Task goal |
Across all the records below, how many lines contain "honey"? Respond with only the number.

Data items
═══

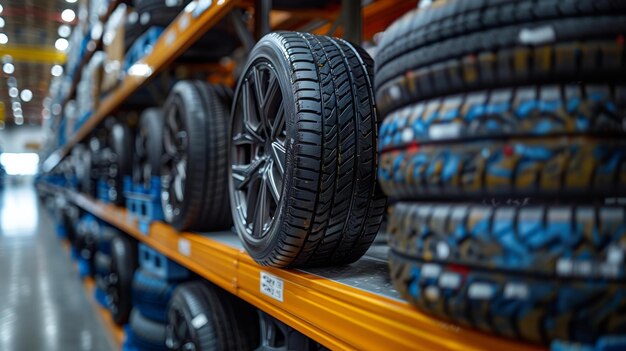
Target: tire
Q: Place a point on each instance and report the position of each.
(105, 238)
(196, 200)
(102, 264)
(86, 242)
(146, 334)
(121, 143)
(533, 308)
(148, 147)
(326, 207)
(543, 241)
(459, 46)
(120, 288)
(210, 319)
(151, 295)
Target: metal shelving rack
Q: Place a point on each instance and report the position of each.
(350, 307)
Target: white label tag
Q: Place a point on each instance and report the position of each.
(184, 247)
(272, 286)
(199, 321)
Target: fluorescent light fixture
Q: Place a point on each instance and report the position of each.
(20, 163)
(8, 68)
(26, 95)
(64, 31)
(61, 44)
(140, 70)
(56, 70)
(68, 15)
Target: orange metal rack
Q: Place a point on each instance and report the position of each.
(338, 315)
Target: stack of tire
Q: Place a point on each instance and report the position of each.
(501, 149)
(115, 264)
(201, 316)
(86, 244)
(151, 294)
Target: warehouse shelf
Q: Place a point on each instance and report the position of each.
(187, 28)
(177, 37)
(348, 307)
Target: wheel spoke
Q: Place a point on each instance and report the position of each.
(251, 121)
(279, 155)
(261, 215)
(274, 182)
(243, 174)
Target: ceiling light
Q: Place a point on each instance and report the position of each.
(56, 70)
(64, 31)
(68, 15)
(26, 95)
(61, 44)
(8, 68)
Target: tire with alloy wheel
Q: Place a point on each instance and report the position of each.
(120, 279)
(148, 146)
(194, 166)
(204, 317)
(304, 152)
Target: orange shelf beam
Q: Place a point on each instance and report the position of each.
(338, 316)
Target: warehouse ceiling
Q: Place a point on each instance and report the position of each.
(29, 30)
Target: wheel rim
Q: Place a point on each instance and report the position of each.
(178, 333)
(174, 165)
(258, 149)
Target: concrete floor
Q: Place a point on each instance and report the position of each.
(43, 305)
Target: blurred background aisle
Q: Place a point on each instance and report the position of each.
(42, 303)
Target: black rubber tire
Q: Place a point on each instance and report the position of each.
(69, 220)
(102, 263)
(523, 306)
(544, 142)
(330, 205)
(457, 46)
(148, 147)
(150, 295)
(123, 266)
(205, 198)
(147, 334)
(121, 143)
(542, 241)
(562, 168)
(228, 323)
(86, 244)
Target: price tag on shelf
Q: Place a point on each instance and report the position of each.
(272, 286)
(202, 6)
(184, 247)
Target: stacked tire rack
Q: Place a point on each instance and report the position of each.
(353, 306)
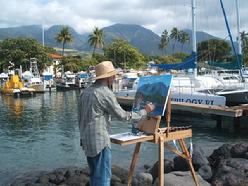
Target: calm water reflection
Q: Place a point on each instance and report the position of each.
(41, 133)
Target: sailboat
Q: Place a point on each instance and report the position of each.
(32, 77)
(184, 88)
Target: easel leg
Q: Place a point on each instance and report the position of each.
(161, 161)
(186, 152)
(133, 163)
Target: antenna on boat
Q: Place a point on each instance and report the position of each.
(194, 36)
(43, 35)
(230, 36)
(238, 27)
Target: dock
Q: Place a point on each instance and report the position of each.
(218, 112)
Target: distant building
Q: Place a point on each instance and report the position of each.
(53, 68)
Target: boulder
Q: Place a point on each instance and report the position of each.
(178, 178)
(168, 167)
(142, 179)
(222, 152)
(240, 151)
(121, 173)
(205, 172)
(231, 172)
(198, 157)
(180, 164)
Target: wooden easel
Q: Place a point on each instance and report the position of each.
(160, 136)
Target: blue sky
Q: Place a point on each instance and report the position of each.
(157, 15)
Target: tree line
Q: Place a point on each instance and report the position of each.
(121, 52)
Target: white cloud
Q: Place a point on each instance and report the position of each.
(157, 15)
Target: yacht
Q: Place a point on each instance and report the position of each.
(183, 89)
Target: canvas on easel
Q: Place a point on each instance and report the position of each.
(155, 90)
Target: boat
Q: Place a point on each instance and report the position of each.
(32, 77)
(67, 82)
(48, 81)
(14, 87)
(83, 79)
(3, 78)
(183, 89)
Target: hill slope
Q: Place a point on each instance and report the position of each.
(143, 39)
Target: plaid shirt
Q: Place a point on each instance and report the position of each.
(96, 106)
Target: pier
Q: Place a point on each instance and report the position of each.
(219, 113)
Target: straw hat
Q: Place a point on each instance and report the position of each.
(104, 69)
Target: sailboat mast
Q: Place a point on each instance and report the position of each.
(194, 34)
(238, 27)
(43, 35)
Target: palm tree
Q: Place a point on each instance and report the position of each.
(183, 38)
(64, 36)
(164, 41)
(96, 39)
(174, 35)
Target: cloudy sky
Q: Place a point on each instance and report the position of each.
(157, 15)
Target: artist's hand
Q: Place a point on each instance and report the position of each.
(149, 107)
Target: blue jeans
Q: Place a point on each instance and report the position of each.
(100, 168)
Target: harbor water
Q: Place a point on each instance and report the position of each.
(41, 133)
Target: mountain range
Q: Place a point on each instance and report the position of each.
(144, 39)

═══

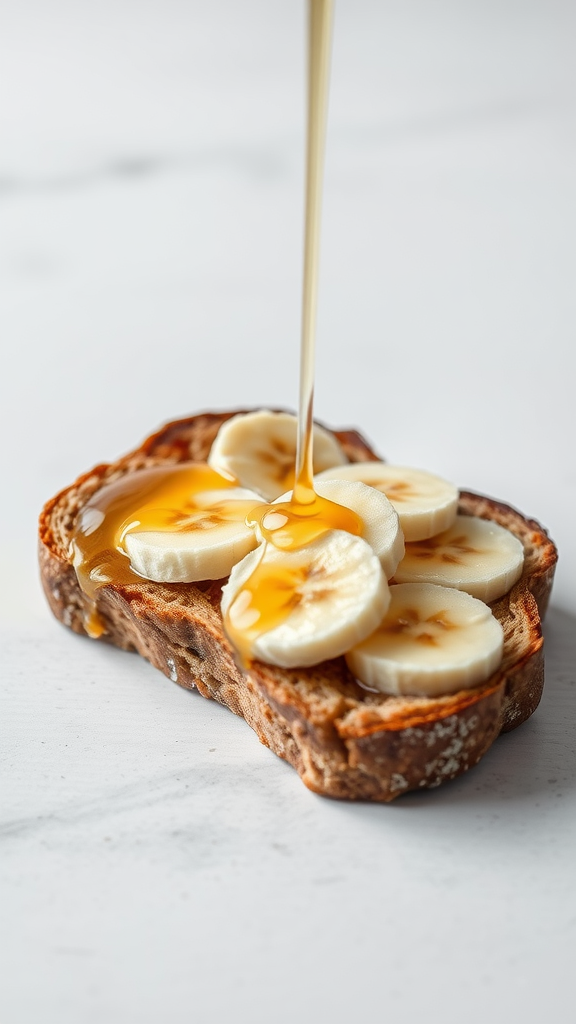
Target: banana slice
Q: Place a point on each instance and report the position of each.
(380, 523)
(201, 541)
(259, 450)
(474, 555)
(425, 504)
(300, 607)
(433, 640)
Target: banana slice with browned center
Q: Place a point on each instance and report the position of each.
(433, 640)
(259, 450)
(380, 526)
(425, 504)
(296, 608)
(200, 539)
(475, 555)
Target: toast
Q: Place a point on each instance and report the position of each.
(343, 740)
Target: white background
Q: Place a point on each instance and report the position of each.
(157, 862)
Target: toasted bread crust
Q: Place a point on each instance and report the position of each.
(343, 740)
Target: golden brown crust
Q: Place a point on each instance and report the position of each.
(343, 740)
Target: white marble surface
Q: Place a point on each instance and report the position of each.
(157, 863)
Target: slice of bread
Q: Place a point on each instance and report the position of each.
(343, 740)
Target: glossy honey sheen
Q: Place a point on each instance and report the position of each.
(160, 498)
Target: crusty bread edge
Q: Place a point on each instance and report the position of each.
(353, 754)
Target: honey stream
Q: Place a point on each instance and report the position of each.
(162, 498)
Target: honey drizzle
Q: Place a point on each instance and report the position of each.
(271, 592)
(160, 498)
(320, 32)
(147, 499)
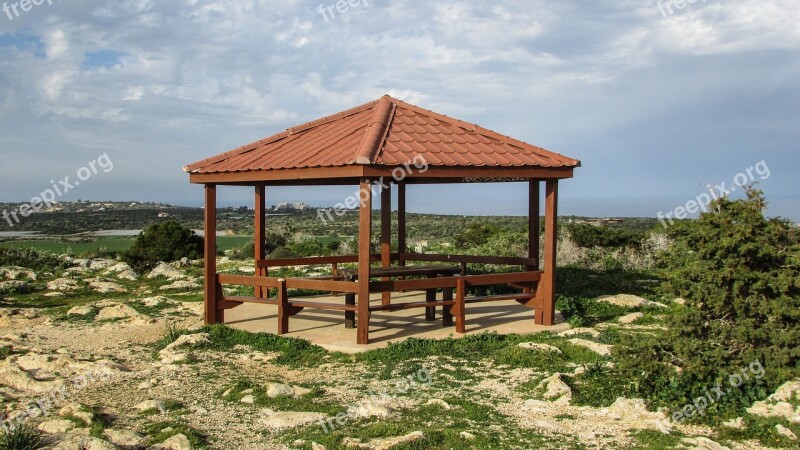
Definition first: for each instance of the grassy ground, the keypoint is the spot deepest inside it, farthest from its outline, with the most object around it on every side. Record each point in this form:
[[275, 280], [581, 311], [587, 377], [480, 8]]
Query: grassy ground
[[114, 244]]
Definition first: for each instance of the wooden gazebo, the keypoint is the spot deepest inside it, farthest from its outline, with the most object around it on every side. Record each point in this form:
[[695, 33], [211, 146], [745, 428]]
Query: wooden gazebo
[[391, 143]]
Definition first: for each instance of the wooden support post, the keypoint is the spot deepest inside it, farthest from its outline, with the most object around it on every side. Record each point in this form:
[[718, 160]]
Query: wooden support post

═══

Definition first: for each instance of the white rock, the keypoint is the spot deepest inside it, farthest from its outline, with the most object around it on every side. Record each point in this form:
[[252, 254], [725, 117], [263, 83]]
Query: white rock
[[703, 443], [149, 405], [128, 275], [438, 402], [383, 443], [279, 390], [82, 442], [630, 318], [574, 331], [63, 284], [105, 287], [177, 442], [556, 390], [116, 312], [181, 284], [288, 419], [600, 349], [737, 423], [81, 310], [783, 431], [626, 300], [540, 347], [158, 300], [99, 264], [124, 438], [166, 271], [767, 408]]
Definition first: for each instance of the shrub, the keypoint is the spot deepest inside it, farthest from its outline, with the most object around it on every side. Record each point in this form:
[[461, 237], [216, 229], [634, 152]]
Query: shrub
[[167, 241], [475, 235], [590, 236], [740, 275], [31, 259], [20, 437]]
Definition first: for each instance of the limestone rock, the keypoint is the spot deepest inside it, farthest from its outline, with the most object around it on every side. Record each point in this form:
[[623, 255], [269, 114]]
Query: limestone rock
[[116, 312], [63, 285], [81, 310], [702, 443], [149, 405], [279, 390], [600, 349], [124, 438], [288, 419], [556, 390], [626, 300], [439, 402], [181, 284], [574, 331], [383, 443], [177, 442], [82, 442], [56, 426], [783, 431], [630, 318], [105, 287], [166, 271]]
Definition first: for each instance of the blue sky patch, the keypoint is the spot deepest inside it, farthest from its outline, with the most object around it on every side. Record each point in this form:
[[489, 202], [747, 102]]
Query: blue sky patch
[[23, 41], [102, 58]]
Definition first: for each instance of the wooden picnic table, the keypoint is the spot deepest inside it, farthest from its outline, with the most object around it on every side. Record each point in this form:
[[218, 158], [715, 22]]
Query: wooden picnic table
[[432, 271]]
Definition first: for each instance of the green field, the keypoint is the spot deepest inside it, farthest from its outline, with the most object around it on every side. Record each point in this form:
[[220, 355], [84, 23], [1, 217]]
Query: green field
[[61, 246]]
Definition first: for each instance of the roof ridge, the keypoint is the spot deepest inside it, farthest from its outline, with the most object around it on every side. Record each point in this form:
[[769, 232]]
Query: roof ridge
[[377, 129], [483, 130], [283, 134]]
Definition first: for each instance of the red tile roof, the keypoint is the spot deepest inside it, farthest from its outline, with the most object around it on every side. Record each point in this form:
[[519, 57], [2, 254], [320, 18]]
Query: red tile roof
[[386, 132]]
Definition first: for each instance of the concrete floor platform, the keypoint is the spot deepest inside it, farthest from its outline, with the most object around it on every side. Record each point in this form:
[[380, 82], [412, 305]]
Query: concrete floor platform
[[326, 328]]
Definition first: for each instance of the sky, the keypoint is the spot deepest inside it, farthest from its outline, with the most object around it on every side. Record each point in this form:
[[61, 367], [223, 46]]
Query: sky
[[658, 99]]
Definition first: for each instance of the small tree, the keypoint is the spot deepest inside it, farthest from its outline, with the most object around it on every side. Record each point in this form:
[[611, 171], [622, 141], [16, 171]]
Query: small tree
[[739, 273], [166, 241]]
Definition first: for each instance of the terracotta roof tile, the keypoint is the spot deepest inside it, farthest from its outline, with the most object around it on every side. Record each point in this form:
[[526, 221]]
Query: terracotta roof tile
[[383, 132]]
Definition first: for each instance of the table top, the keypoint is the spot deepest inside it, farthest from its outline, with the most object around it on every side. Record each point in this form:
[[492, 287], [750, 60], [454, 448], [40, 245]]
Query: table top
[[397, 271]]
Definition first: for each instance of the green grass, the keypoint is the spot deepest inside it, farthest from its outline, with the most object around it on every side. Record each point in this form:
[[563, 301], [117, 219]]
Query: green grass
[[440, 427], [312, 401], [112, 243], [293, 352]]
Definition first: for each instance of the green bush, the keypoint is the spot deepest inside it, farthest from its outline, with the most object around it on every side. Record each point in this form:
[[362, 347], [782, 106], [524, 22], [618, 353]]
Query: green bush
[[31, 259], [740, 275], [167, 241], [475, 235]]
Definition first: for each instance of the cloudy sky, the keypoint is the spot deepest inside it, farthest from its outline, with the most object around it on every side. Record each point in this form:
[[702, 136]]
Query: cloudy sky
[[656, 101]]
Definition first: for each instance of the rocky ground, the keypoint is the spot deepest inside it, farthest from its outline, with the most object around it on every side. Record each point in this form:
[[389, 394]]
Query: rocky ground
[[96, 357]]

═══

Result of this exercise |
3